** BEGIN **
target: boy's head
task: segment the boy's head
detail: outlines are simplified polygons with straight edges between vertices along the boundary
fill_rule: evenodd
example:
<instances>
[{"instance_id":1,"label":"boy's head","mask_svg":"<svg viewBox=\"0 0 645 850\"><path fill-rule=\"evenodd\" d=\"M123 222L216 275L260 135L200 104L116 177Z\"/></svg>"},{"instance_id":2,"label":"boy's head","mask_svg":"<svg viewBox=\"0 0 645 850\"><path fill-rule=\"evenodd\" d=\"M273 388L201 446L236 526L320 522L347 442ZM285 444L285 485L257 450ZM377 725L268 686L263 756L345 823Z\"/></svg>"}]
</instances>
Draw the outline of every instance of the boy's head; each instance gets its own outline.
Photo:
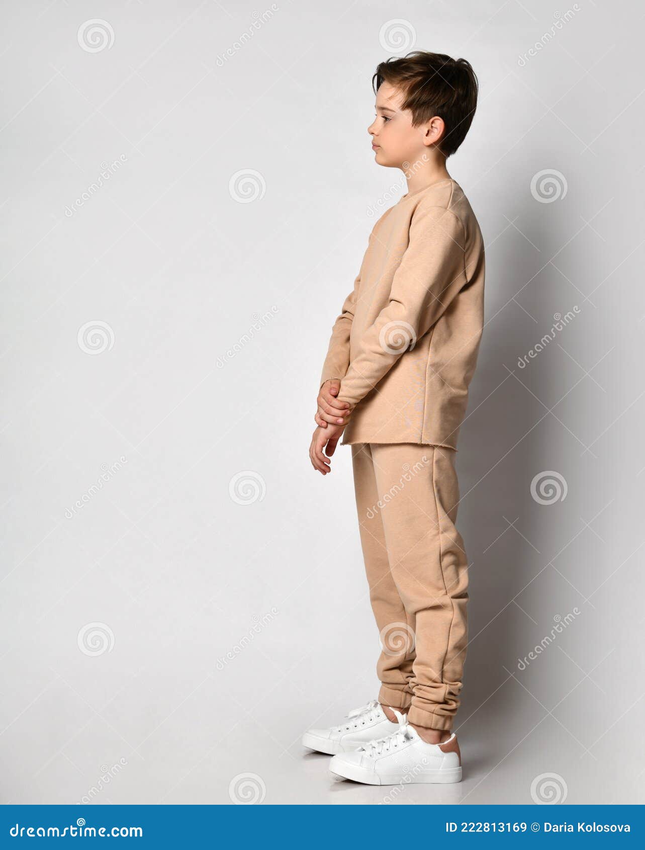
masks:
<instances>
[{"instance_id":1,"label":"boy's head","mask_svg":"<svg viewBox=\"0 0 645 850\"><path fill-rule=\"evenodd\" d=\"M367 132L379 165L400 168L431 150L447 158L466 138L478 87L465 59L415 50L381 62L372 87L376 117Z\"/></svg>"}]
</instances>

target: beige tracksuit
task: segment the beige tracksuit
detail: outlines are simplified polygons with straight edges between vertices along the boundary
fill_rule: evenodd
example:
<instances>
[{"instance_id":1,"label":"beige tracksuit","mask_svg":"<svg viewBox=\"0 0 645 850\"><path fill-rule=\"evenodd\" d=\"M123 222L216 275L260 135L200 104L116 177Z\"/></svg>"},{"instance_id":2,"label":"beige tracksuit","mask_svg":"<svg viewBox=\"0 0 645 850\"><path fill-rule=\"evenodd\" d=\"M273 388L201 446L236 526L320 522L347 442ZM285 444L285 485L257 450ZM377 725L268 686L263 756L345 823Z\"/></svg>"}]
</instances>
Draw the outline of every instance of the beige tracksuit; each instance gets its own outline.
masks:
<instances>
[{"instance_id":1,"label":"beige tracksuit","mask_svg":"<svg viewBox=\"0 0 645 850\"><path fill-rule=\"evenodd\" d=\"M467 561L455 454L484 324L481 232L452 179L376 222L336 320L320 385L355 405L361 544L382 652L379 700L450 729L467 640Z\"/></svg>"}]
</instances>

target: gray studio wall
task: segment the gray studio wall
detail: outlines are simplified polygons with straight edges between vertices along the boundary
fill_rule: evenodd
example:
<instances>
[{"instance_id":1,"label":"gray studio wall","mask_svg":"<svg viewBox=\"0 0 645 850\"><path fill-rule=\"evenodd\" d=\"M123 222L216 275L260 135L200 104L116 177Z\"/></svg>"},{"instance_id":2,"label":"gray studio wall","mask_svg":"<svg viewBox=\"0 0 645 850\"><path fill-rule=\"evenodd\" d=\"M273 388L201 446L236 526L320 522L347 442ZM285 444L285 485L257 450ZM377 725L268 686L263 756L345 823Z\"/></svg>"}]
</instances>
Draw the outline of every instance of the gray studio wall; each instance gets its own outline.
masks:
<instances>
[{"instance_id":1,"label":"gray studio wall","mask_svg":"<svg viewBox=\"0 0 645 850\"><path fill-rule=\"evenodd\" d=\"M377 802L298 744L374 697L378 652L349 450L326 478L307 452L331 323L405 191L373 162L371 74L411 48L481 86L449 161L487 303L446 799L642 800L640 14L4 4L3 802Z\"/></svg>"}]
</instances>

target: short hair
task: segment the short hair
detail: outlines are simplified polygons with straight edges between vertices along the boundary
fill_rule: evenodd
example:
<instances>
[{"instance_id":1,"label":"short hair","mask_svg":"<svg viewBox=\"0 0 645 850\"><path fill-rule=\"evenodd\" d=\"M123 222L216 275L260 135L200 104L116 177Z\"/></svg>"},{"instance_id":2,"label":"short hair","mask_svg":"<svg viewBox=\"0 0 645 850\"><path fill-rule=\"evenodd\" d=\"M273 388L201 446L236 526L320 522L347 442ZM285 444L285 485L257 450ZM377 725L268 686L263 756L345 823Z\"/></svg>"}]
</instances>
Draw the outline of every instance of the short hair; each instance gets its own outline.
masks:
<instances>
[{"instance_id":1,"label":"short hair","mask_svg":"<svg viewBox=\"0 0 645 850\"><path fill-rule=\"evenodd\" d=\"M438 149L454 154L466 138L477 108L478 83L470 62L445 54L414 50L381 62L372 77L375 94L383 82L403 92L402 109L412 112L412 126L433 116L444 119L445 132Z\"/></svg>"}]
</instances>

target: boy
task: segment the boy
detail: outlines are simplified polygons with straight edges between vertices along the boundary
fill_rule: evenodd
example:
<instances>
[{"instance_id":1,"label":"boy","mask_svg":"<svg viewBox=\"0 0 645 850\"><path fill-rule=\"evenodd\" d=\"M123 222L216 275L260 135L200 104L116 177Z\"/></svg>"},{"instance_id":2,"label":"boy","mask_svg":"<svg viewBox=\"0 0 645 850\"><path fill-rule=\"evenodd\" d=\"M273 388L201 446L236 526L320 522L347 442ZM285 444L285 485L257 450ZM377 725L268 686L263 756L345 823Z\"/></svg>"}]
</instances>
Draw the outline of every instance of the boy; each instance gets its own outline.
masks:
<instances>
[{"instance_id":1,"label":"boy","mask_svg":"<svg viewBox=\"0 0 645 850\"><path fill-rule=\"evenodd\" d=\"M458 782L451 730L468 564L455 453L484 324L484 257L445 161L470 128L478 81L466 60L415 51L382 62L372 85L375 159L402 169L408 192L375 224L334 324L309 456L325 475L341 435L352 446L382 684L378 700L303 743L333 755L335 779Z\"/></svg>"}]
</instances>

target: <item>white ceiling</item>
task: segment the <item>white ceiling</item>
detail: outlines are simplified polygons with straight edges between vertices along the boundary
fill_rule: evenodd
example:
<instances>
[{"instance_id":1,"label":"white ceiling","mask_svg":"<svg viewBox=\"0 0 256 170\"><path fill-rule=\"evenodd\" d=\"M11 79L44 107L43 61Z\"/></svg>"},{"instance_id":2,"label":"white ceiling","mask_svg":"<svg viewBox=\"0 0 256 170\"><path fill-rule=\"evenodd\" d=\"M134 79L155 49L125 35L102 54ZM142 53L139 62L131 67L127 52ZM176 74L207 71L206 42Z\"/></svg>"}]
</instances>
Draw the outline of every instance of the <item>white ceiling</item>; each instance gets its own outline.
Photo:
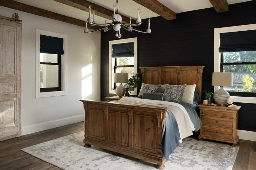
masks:
<instances>
[{"instance_id":1,"label":"white ceiling","mask_svg":"<svg viewBox=\"0 0 256 170\"><path fill-rule=\"evenodd\" d=\"M88 17L88 12L71 7L53 0L15 0L21 3L85 20ZM208 0L158 0L176 13L212 7ZM251 0L227 0L228 4L232 4ZM88 0L95 4L113 10L113 4L115 0ZM159 15L142 6L132 0L119 0L118 12L128 17L136 18L137 8L141 10L141 18L148 18ZM93 9L93 7L92 6ZM95 20L97 23L103 23L105 19L96 16Z\"/></svg>"}]
</instances>

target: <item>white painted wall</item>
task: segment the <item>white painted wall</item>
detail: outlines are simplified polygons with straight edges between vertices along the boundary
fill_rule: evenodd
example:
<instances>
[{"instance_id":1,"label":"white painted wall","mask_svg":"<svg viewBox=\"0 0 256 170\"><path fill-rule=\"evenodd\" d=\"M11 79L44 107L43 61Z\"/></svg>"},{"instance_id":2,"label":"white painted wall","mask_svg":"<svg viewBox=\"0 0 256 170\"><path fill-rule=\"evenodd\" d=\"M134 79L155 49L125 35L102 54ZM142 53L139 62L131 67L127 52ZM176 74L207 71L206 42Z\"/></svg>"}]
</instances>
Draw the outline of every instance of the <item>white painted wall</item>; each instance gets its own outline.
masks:
<instances>
[{"instance_id":1,"label":"white painted wall","mask_svg":"<svg viewBox=\"0 0 256 170\"><path fill-rule=\"evenodd\" d=\"M100 100L100 33L0 6L0 15L14 13L22 20L22 135L83 121L79 100ZM36 98L36 29L68 36L67 95Z\"/></svg>"}]
</instances>

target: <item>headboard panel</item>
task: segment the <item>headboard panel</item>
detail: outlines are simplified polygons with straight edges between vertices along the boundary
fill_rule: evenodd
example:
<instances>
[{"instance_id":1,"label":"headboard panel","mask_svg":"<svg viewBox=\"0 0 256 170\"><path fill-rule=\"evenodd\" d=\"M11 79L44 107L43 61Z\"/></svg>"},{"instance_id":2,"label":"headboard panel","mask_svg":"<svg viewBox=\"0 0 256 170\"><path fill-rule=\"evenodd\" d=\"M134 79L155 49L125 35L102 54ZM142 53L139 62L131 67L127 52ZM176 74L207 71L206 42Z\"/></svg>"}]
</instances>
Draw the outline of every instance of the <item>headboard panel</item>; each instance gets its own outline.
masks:
<instances>
[{"instance_id":1,"label":"headboard panel","mask_svg":"<svg viewBox=\"0 0 256 170\"><path fill-rule=\"evenodd\" d=\"M196 84L199 89L202 102L202 74L204 66L142 67L140 67L142 81L152 85L181 85Z\"/></svg>"}]
</instances>

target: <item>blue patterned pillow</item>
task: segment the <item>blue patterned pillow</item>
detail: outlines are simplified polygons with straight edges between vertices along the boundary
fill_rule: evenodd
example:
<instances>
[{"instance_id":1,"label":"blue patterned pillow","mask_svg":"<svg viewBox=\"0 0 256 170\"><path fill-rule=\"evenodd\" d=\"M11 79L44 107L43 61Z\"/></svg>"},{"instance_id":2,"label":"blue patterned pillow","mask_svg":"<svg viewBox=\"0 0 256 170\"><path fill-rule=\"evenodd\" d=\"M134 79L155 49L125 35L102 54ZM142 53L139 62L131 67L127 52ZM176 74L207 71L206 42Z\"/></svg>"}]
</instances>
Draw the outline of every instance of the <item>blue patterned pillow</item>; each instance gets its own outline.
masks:
<instances>
[{"instance_id":1,"label":"blue patterned pillow","mask_svg":"<svg viewBox=\"0 0 256 170\"><path fill-rule=\"evenodd\" d=\"M141 88L140 88L140 91L139 95L138 95L138 97L141 98L142 95L145 92L148 93L157 93L158 92L158 91L161 86L161 85L148 85L148 84L145 84L142 83L141 84Z\"/></svg>"},{"instance_id":2,"label":"blue patterned pillow","mask_svg":"<svg viewBox=\"0 0 256 170\"><path fill-rule=\"evenodd\" d=\"M186 85L165 85L164 93L167 97L167 101L172 102L182 102L183 93Z\"/></svg>"}]
</instances>

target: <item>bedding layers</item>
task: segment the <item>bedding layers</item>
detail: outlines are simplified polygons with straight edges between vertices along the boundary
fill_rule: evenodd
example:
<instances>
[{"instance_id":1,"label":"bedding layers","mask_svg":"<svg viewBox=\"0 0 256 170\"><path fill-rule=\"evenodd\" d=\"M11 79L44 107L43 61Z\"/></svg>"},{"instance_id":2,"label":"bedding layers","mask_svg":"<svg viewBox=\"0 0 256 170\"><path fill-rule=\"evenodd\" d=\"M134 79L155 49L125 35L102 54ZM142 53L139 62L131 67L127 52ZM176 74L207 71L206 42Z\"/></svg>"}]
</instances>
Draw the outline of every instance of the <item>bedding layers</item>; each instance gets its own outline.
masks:
<instances>
[{"instance_id":1,"label":"bedding layers","mask_svg":"<svg viewBox=\"0 0 256 170\"><path fill-rule=\"evenodd\" d=\"M182 102L143 99L124 97L115 101L123 104L151 105L169 108L164 120L162 136L163 152L166 160L169 156L182 139L193 135L192 131L197 131L202 125L197 114L191 105Z\"/></svg>"}]
</instances>

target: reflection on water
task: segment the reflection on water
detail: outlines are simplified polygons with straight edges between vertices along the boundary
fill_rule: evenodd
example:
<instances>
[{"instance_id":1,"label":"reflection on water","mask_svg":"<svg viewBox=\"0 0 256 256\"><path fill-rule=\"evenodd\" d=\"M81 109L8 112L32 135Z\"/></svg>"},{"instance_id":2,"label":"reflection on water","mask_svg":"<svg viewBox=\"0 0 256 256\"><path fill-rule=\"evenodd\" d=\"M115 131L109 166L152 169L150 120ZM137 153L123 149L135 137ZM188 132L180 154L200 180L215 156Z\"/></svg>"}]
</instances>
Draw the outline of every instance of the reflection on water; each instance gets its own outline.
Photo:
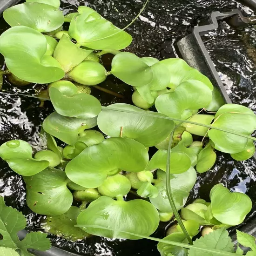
** END **
# PROBLEM
Display every line of the items above that contains the string "segment".

# EXERCISE SOLUTION
task: segment the boy's head
task: segment the beige tracksuit
task: segment the gray studio wall
task: segment the short hair
task: segment the boy
task: segment the <item>white ceiling</item>
task: segment the <item>white painted wall</item>
task: segment the <item>headboard panel</item>
task: segment the <item>blue patterned pillow</item>
task: segment the <item>bedding layers</item>
task: segment the reflection on water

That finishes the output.